— start of Input —

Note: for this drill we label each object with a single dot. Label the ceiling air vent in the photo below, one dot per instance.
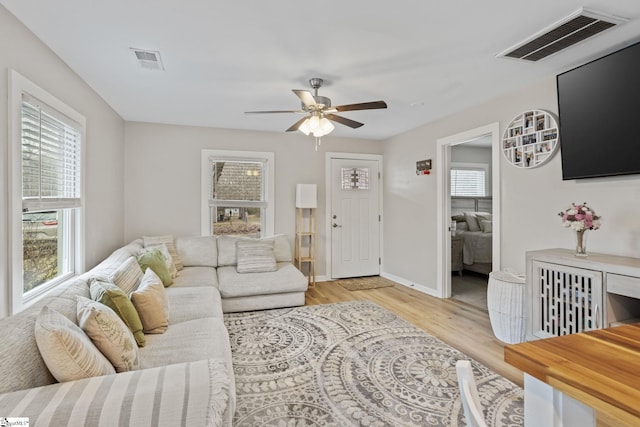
(148, 59)
(573, 29)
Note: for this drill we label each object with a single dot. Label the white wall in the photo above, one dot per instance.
(23, 51)
(531, 198)
(162, 175)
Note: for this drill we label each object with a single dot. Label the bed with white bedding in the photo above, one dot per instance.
(476, 230)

— end of Input —

> _Task directions_:
Recast the rows above as a Markdown table with the columns No. and Line, one numbered line per table row. Leave out blank lines and the pictures.

> _Exercise solution_:
| No. | Line |
|---|---|
| 1 | Note: for this drill we label each object with a single dot. Label the ceiling air vent in the photo below, one dot per instance. |
| 2 | (148, 59) |
| 3 | (573, 29) |
| 4 | Note: for this drill we label each object with a single dot. Label the white wall in the photo above, one dot per instance. |
| 5 | (23, 51) |
| 6 | (531, 198) |
| 7 | (162, 175) |
| 8 | Note: for this drill we label each object with a single dot. Label the bed with white bedding in the photo above, one dot per instance. |
| 9 | (476, 230) |